[Point-per-instance localization data]
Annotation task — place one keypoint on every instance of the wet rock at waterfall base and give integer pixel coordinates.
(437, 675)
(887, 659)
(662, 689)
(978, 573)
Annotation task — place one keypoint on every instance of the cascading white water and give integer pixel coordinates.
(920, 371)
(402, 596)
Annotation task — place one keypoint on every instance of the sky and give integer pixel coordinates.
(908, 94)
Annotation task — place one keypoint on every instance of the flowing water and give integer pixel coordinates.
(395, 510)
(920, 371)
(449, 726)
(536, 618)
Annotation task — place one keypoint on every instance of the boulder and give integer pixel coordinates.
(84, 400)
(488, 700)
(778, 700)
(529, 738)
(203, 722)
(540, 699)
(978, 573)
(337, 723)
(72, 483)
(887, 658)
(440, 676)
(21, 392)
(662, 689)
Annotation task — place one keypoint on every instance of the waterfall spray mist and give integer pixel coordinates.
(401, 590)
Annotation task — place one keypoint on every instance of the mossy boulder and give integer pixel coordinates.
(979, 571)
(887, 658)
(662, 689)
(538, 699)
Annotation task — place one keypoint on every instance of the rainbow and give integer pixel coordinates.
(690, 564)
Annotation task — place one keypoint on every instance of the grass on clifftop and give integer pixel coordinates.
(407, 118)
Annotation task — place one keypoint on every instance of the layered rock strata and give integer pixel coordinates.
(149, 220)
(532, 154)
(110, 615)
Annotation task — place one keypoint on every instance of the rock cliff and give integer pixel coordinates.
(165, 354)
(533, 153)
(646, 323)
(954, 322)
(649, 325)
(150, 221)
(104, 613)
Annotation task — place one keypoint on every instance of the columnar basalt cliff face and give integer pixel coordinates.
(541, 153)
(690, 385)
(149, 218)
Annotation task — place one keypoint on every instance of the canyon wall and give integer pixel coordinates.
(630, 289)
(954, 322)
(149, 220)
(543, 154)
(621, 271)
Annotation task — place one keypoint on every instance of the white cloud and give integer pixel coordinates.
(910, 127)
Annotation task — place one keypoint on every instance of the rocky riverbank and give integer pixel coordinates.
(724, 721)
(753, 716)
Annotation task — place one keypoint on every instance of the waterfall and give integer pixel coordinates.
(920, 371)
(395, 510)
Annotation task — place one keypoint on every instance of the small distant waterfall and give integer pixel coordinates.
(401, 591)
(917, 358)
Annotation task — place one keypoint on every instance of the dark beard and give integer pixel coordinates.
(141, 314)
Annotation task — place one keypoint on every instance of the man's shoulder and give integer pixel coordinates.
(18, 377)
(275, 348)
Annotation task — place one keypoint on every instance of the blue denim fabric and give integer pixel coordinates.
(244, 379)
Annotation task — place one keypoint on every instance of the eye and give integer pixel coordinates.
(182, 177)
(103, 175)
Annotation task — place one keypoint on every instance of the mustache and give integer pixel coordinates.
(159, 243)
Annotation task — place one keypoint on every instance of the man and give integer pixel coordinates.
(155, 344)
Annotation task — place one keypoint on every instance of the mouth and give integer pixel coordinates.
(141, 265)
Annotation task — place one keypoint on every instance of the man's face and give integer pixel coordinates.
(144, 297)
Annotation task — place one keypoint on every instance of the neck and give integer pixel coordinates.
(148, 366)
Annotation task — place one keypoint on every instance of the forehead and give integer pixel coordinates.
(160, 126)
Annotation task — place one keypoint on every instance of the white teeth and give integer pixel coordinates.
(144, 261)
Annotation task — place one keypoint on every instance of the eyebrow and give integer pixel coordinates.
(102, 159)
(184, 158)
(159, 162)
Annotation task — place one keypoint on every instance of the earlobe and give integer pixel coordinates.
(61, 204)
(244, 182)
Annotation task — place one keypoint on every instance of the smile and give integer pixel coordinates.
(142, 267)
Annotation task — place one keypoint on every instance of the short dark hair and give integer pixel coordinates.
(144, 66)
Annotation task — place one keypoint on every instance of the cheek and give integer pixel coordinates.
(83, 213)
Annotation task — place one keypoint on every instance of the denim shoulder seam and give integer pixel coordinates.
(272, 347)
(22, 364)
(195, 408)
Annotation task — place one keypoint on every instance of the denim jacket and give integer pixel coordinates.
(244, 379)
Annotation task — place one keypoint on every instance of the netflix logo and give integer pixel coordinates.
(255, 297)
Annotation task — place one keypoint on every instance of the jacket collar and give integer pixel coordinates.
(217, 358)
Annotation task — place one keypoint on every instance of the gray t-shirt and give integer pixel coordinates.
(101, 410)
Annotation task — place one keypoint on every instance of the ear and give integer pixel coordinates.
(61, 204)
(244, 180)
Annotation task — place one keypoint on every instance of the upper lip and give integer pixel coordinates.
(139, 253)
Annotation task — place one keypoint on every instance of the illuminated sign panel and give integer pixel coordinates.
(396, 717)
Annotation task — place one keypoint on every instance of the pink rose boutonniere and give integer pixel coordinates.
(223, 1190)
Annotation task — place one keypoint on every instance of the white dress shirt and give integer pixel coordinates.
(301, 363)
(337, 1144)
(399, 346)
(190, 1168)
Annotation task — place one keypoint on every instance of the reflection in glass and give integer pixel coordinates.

§ What needs to be done
Return the entries above, every line intact.

§ The answer
Annotation task — place one keypoint on every instance of the wet rock at waterfall base and give integer pixel coordinates.
(437, 675)
(887, 659)
(662, 689)
(978, 573)
Annotation task — place one keypoint on every instance of the cascading white water and give integer pixel coordinates.
(920, 371)
(402, 596)
Annotation task — place one keypoint on every instance of the sky and give integer pixel coordinates.
(908, 94)
Annotation task — place one keypoint on every instance of the flowing water and give integer pixel coordinates.
(395, 510)
(920, 371)
(449, 726)
(536, 618)
Annotation task — place one keypoint on every instance of the boulder and give integer pixel coordinates.
(84, 400)
(488, 700)
(778, 700)
(529, 738)
(203, 722)
(540, 699)
(978, 573)
(337, 723)
(72, 483)
(887, 658)
(440, 676)
(21, 392)
(662, 689)
Annotation task — place one keypoint on every instance of the waterfall spray mist and give integer pixel coordinates.
(401, 590)
Annotation task — place one keypoint on every instance of the mossy boulder and give integer pixel coordinates.
(979, 571)
(887, 658)
(662, 689)
(538, 699)
Annotation task — place one keypoint on every instance of the rainbow and give integer pixel coordinates.
(690, 564)
Annotation task — place one keypoint on every instance of the grass on clifftop and give integer pixel coordinates.
(407, 118)
Annotation task — place one keypoint on every instance of the layered rock strata and give integer pixel coordinates.
(149, 220)
(532, 154)
(110, 615)
Annotation task — place one keypoint on every instance of the rock cliff and give integer pixel coordinates.
(165, 354)
(533, 153)
(646, 323)
(954, 322)
(649, 325)
(150, 221)
(104, 613)
Annotation task — place one keypoint on every instance of the columnar basalt cliff face and give integer pixel coordinates.
(541, 153)
(690, 385)
(149, 218)
Annotation task — place one keypoint on every instance of the canyon wall and give integer pixel coordinates.
(630, 289)
(954, 322)
(149, 220)
(543, 154)
(621, 271)
Annotation task — place one keypoint on every instance of the white cloud and give integer pixel coordinates.
(910, 127)
Annotation task — place one keypoint on every instance of the rocky riverbank and give integer pixel coordinates.
(724, 721)
(753, 716)
Annotation task — place one keypoint on every instance of the waterfall and give integer pixel coordinates.
(920, 371)
(395, 510)
Annotation task — place one keypoint on every instance of the small distant waterfall and give integer pixel coordinates.
(401, 591)
(917, 358)
Annotation task — place one keypoint on every instance of the dark beard and give integer pixel coordinates.
(141, 314)
Annotation task — place one keypoint on every instance of the man's shoulder and give integer pixel coordinates.
(18, 377)
(275, 348)
Annotation task — place one keypoint on every instance of the blue denim fabric and give integer pixel coordinates.
(244, 379)
Annotation task — place one keypoint on every instance of the eye and give integer pixel coordinates.
(182, 177)
(103, 175)
Annotation task — place one keypoint on every instance of the mustache and give integer pixel coordinates.
(159, 243)
Annotation task — place one keypoint on every instance of the man and give integer pixel coordinates.
(155, 344)
Annotation task — place one keypoint on every instance of the mouth and give integer pixel coordinates.
(141, 265)
Annotation task — place one keypoint on every instance of the man's face and give integer pixel coordinates.
(144, 297)
Annotation task — place one keypoint on every instance of the neck and give integer pixel coordinates.
(148, 366)
Annotation task — place one keypoint on every instance of the forehead and give integer pixel coordinates.
(160, 126)
Annotation task — place one keypoint on every instance of the white teeth and give integer pixel coordinates.
(144, 261)
Annotation task — place one keypoint on every instance of the eyebrow and give integer pixel coordinates.
(102, 159)
(184, 158)
(159, 162)
Annotation task — place one keypoint on every instance of the earlobe and give integer pixel coordinates.
(61, 204)
(244, 182)
Annotation task — place one keypoint on every instance of the smile and give integer pixel coordinates.
(142, 267)
Annotation task — place one keypoint on every instance of the short dark hair and give integer pixel coordinates.
(144, 66)
Annotation task — place one keypoint on every instance of the cheek and give integer pixel coordinates.
(83, 213)
Annotation task — place one keypoint on every instance of the denim shoulder seam and give integer pixel coordinates.
(272, 347)
(22, 364)
(195, 408)
Annotation task — place one keypoint on every instance of the denim jacket and give integer pixel coordinates.
(244, 379)
Annotation task — place one keypoint on every instance of the netflix logo and give integer pixel coordinates.
(255, 297)
Annotation task — place one keypoint on every instance of the jacket collar and give integer pixel coordinates.
(217, 358)
Annotation task — place one keypoint on every instance of the gray t-shirt and give integer pixel coordinates.
(101, 410)
Annotation task — place one keypoint on every instance of the ear and give integer pixel coordinates.
(61, 204)
(244, 180)
Annotation task — place one keypoint on every instance of the upper lip and give integer pixel coordinates.
(139, 253)
Annotation task — place one keypoint on every instance of the illuminated sign panel and give integer pixel coordinates.
(396, 717)
Annotation task — place one keypoint on every instance of the pink rose boutonniere and give integer pixel coordinates.
(223, 1190)
Annotation task — place one keypoint on every instance of the white dress shirt and give integer pixel coordinates.
(301, 363)
(337, 1144)
(399, 346)
(190, 1168)
Annotation task — place one keypoint on every instance of the reflection in glass and give integer pixel coordinates.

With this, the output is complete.